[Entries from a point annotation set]
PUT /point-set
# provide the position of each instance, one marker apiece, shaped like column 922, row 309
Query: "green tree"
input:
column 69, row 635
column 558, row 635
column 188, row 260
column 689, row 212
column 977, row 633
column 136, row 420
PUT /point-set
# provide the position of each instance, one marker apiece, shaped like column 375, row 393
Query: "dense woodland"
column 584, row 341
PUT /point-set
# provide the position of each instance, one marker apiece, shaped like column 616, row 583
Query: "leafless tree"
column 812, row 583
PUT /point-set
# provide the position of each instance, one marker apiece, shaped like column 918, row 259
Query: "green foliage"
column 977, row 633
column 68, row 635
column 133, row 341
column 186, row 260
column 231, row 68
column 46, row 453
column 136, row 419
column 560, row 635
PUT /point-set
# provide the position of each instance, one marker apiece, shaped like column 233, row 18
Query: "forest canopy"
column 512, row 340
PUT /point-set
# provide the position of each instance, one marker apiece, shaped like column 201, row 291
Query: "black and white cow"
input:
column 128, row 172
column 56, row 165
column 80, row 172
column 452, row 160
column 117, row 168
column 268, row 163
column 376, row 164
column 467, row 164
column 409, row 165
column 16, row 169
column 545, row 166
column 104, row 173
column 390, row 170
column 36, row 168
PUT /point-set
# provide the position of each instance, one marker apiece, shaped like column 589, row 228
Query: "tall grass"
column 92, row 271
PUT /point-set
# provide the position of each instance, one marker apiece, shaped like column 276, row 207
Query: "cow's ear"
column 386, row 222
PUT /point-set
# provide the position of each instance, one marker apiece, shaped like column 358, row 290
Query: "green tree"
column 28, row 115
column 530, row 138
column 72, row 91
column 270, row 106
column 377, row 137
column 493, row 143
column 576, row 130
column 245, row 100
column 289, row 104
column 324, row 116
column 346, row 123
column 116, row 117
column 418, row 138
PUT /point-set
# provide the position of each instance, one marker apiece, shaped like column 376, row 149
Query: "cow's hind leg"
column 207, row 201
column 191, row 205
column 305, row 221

==

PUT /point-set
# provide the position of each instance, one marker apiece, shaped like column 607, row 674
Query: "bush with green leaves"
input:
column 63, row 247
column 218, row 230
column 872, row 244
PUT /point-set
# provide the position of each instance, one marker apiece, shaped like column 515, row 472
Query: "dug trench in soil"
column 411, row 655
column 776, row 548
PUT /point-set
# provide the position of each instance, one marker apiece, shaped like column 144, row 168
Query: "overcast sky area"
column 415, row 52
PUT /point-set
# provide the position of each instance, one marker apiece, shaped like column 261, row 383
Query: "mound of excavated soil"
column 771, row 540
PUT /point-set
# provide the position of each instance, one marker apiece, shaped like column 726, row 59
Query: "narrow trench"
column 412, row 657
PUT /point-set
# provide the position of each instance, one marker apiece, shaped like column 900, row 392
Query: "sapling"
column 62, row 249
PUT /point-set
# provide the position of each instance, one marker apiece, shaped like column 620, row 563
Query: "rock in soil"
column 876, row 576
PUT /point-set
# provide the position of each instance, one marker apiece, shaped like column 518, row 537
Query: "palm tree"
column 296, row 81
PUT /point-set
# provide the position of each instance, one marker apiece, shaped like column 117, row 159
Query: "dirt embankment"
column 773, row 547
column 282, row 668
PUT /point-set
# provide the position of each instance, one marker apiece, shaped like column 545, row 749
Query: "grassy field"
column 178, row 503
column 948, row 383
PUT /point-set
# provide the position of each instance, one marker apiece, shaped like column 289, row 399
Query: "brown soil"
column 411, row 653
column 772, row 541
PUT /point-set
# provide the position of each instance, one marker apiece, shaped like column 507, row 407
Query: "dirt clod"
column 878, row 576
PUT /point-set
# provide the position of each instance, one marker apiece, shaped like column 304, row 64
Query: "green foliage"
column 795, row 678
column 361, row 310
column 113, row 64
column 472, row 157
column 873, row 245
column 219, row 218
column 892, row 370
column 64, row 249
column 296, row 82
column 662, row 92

• **Required work**
Count the lines in the items above that contain the string "trench" and give only that number.

• **The completed task**
2